## Dataset rows
* * * * * * *
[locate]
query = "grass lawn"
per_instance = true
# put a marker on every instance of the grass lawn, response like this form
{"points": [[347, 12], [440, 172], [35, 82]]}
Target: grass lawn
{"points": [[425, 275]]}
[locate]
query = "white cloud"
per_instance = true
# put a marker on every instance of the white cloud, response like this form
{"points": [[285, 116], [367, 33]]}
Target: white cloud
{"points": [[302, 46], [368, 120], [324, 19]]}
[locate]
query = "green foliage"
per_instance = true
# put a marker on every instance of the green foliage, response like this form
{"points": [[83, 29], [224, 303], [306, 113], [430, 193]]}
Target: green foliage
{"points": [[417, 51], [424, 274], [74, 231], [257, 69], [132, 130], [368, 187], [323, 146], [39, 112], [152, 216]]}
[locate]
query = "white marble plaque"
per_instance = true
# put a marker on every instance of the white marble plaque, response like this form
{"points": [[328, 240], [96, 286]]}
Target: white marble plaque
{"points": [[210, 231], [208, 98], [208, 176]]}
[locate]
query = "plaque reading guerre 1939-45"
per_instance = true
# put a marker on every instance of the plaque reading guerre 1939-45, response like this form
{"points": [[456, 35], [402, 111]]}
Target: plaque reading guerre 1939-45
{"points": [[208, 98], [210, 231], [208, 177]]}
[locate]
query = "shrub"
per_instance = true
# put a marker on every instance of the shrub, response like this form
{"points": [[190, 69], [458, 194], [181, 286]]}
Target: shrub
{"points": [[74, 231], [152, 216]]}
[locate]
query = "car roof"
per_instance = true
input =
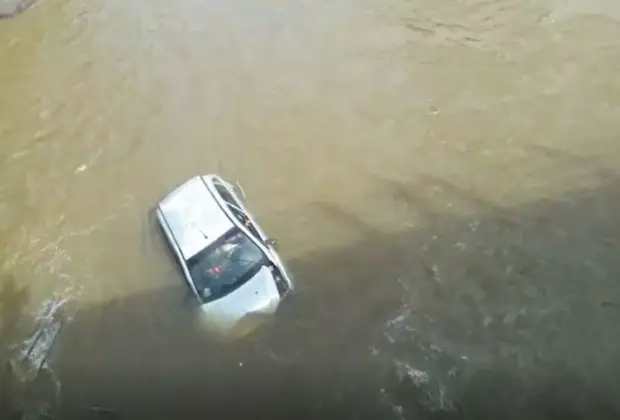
* * * * * * *
## Stated problem
Copy each line of the records above that contains the string "shrub". Match it with case taken into account.

## Answer for this exercise
query = "shrub"
# put a marker on every instance of the shrub, response like this form
Target: shrub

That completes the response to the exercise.